- _REQUEST 1_
According to the woodcarving thread, how long does it take most people to master their skills?
- _REQUEST 2_
Write out the woodcarving thread again starting at "your company produces" and ending at "CNC takes over.", switching "tutorial videos" to "instructional videos".

# Draw a pattern on the wood to carve and start carving with simple tools



## classicwoodworking (Aug 19, 2020)

This is a decorative pattern for the stairs. We have done a double staircase for the castle within 6 months.


----------



## John Smith_inFL (Jul 4, 2018)

yeah, right - - - all ya gotta do is, 
*Draw a pattern on the wood to carve and start carving with simple tools*
Yamato, there is nothing _simple_ about you and your craftsmen !!
your company produces awesome projects day in and day out.
thank you again for taking the time to make these great tutorial videos and sharing with us.
I hope that you inspire people the world over to try carving by hand - before the CNC takes over.


----------



## difalkner (Nov 27, 2011)

Carving skills aside, which are fantastic, I'm amazed at the consistency I see in all of your carvings. How much training do these folks go through to get to that level, Yamato?

David


----------



## classicwoodworking (Aug 19, 2020)

difalkner said:


> Carving skills aside, which are fantastic, I'm amazed at the consistency I see in all of your carvings. How much training do these folks go through to get to that level, Yamato?
> 
> David


well, it's hard to say! It depends on the skills of each person, but it takes most people 3-5 years to master their skills. At the place where I work, there are skilled people up to 30 years. But most people are skilled over 10 years


----------

- _GIVEN ENTRIES_
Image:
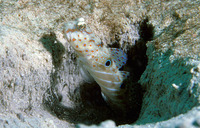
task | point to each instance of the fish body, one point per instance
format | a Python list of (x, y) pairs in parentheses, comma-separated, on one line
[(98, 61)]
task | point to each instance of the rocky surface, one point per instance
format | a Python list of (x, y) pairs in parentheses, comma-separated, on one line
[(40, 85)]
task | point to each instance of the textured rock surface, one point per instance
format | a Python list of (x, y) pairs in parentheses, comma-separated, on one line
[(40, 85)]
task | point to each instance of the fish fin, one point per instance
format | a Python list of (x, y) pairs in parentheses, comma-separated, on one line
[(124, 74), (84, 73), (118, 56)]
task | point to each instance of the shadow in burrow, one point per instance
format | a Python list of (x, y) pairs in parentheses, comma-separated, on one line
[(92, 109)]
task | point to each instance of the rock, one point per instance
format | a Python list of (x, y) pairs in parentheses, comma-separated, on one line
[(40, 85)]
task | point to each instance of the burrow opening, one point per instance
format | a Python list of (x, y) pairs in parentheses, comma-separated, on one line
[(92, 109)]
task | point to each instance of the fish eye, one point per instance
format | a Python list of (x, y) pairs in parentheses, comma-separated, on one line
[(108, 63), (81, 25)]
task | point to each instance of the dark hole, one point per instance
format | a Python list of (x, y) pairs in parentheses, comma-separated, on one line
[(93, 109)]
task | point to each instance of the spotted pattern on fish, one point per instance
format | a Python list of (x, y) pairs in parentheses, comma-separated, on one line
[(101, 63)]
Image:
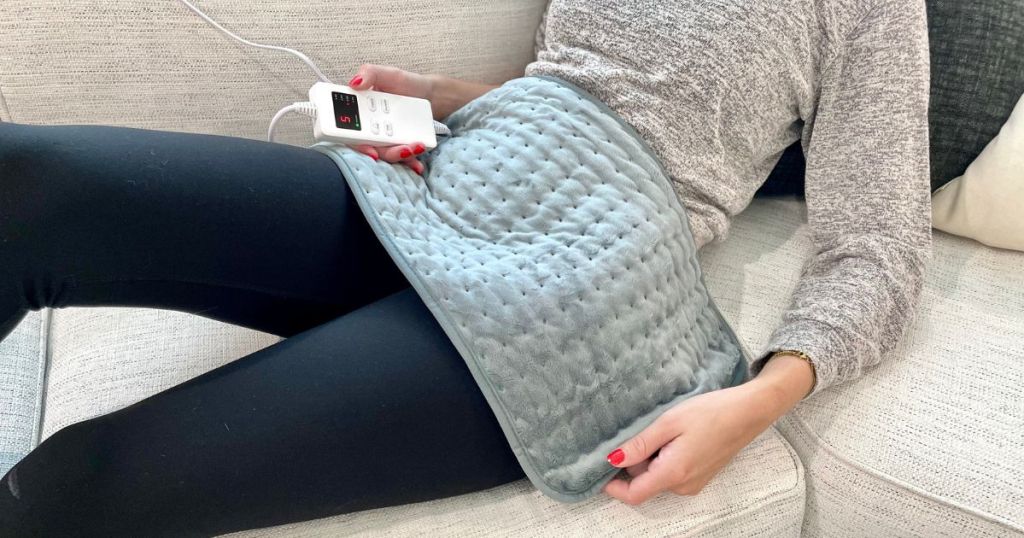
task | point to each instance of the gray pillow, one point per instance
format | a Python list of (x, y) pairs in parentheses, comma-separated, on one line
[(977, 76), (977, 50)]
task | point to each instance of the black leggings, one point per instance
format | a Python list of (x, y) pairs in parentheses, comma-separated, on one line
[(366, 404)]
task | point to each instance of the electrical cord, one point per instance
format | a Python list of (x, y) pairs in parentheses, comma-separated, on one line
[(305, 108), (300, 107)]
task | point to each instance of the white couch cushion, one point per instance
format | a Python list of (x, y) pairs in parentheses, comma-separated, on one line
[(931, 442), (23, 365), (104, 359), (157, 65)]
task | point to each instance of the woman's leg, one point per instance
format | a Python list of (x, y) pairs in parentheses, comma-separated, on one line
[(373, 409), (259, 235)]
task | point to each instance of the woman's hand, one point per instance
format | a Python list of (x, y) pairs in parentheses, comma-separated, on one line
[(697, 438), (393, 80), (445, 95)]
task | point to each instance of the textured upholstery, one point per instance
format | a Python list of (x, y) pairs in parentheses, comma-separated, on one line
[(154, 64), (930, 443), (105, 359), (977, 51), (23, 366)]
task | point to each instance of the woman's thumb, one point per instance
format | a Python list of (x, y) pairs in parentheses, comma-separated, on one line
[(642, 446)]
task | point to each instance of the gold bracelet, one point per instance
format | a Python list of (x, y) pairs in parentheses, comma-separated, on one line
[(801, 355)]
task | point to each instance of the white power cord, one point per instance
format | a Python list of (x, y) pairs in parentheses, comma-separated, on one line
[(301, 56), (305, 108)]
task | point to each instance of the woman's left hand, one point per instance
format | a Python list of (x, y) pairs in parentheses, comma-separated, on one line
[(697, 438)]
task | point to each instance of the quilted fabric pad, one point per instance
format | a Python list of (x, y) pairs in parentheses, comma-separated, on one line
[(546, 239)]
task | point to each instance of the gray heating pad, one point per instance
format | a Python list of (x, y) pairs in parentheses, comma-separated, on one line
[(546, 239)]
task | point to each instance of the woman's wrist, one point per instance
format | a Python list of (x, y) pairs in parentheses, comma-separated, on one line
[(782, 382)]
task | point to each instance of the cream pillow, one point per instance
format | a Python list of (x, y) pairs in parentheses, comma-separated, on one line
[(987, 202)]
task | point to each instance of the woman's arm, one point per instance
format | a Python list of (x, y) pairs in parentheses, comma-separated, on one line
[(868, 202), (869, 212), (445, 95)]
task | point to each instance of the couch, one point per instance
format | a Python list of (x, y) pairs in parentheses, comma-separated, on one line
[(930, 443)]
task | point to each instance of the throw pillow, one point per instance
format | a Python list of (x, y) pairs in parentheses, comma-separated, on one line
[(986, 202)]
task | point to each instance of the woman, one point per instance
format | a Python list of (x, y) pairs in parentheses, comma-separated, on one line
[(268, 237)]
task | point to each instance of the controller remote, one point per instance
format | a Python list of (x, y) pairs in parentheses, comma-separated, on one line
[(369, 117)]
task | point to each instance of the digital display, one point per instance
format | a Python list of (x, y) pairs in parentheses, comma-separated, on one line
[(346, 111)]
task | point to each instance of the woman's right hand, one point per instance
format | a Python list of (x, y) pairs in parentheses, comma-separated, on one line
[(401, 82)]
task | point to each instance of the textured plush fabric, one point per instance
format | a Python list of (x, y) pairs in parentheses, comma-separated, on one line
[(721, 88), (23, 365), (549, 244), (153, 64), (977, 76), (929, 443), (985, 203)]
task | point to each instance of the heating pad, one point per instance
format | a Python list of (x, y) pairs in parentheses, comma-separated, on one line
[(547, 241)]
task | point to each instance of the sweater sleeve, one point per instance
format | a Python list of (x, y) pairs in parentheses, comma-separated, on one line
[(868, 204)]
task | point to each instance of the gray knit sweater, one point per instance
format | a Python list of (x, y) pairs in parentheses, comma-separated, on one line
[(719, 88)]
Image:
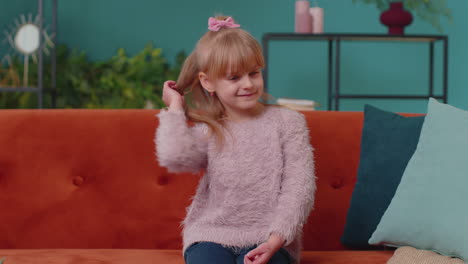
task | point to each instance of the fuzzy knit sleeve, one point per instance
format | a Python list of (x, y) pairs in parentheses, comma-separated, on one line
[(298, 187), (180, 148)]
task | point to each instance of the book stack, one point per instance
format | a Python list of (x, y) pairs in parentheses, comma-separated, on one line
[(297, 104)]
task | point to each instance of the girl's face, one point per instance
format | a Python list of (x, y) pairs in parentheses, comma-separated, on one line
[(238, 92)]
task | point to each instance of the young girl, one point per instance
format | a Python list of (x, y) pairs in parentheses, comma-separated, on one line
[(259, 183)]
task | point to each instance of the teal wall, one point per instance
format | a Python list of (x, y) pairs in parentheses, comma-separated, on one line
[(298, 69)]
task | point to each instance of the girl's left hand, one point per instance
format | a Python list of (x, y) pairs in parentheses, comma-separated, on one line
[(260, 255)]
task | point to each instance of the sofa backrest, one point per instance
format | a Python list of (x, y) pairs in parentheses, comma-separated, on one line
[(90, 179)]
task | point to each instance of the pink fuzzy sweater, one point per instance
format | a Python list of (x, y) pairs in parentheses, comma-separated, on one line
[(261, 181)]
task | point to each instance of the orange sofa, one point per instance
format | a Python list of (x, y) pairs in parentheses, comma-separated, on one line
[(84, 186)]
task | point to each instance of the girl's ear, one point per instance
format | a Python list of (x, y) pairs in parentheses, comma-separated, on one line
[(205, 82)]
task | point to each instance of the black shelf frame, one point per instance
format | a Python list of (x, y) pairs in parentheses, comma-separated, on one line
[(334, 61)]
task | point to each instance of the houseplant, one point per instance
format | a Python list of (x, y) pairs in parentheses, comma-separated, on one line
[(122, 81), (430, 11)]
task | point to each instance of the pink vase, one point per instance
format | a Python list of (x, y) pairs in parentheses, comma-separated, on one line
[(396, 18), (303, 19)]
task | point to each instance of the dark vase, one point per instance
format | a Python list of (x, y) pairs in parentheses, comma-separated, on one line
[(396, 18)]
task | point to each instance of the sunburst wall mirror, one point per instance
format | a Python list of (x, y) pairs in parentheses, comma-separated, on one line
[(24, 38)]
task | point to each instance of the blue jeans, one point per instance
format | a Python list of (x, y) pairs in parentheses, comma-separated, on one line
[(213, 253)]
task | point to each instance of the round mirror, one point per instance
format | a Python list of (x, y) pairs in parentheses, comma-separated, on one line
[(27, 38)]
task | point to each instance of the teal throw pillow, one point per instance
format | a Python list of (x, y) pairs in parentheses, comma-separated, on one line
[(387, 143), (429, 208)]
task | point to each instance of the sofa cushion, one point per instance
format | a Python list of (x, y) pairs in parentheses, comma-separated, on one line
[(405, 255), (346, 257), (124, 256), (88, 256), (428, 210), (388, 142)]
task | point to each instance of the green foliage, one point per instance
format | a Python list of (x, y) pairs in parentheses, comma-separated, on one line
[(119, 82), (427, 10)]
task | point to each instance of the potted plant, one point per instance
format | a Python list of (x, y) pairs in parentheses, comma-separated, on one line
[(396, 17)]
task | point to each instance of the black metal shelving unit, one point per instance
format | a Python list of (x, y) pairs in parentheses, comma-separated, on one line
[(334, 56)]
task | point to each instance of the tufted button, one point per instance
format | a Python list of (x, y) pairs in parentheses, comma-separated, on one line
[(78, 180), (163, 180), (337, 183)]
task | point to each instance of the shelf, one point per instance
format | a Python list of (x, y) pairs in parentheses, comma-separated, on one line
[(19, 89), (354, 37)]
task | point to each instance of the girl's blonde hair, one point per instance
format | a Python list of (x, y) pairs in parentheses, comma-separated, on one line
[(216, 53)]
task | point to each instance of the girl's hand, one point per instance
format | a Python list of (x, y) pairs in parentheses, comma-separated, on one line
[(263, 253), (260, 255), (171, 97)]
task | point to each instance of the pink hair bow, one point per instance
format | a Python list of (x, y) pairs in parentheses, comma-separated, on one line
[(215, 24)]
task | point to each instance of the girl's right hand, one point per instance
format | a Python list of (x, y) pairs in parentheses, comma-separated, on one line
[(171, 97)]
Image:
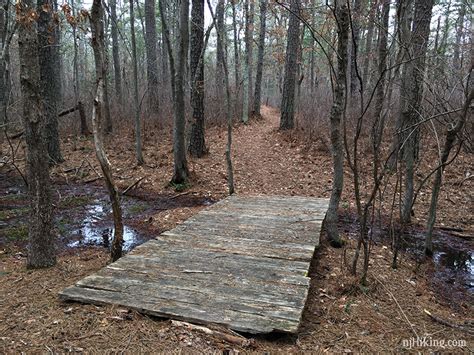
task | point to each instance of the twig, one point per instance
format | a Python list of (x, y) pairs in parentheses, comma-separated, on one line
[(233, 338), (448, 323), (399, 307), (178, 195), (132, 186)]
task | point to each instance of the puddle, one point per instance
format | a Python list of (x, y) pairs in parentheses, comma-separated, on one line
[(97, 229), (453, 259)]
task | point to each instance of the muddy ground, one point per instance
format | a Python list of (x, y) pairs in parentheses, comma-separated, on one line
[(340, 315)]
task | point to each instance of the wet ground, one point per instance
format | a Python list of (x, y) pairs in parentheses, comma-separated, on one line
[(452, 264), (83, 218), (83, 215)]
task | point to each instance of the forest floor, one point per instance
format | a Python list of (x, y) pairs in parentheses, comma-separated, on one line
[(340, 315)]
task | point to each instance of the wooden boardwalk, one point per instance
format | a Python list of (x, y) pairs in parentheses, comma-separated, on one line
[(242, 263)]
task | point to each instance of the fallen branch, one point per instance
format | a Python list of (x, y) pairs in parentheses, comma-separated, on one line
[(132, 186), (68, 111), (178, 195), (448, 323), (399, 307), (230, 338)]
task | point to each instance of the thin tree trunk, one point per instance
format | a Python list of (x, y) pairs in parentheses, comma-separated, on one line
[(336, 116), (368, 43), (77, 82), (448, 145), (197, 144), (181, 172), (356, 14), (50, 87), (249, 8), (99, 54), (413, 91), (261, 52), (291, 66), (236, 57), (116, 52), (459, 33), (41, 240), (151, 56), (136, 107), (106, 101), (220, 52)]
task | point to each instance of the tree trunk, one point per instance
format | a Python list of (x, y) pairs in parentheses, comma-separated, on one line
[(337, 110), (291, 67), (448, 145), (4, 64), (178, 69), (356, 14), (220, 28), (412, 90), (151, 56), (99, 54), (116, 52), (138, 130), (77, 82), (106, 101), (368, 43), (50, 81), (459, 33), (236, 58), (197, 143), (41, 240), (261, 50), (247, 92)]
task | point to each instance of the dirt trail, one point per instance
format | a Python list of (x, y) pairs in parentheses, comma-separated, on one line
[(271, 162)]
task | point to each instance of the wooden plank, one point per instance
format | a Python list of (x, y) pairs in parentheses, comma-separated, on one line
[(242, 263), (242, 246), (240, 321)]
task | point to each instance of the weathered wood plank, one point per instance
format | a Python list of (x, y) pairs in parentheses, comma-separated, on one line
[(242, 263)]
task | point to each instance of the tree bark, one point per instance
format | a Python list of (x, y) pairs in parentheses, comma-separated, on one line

- _EXERCISE OUTPUT 1_
It takes most people 3-5 years.

- _EXERCISE OUTPUT 2_
your company produces awesome projects day in and day out.
thank you again for taking the time to make these great instructional videos and sharing with us.
I hope that you inspire people the world over to try carving by hand - before the CNC takes over.